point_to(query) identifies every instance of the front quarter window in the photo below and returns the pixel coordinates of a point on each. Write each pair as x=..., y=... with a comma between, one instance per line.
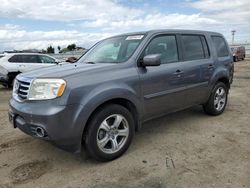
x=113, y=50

==

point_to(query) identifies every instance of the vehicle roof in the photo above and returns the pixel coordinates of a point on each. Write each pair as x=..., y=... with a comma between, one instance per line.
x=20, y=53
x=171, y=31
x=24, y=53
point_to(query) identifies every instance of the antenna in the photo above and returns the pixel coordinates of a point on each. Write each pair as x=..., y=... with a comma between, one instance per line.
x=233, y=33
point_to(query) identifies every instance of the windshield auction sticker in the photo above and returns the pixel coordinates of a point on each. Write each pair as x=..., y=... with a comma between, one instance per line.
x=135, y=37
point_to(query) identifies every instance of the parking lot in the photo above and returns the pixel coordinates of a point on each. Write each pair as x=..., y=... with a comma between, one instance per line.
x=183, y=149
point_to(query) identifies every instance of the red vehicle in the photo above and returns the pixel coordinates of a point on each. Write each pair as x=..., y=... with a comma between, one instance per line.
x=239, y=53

...

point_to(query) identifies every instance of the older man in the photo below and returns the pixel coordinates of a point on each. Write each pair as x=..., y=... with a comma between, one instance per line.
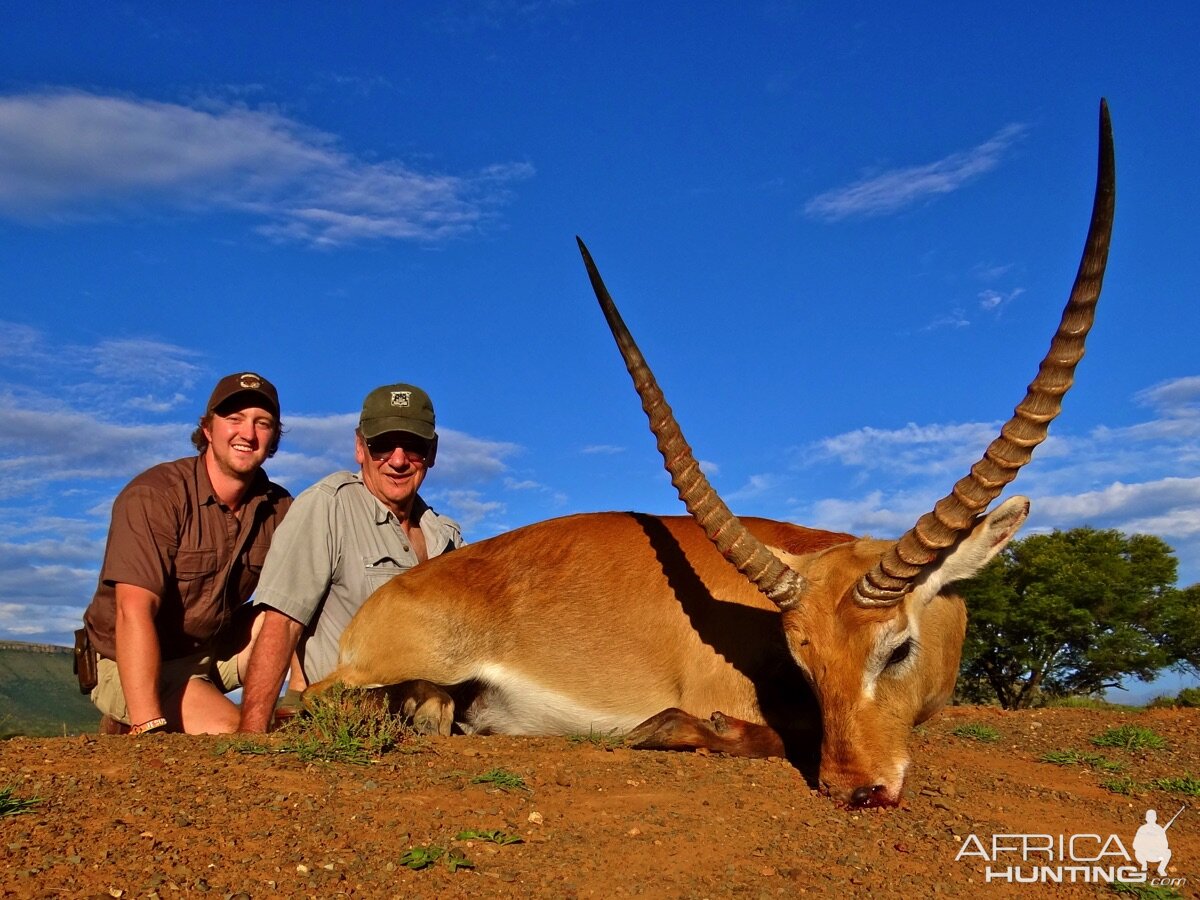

§ THE PROBLEM
Identify every line in the listing above that contains the word "quarter" and reproduce each such line in full.

§ COMPLETE ANSWER
point_to(query) identifies every instance of the front quarter window in the photo below and returns the pixel coordinates of a point on each. Write each pair as x=..., y=... with a comma between, one instance per line.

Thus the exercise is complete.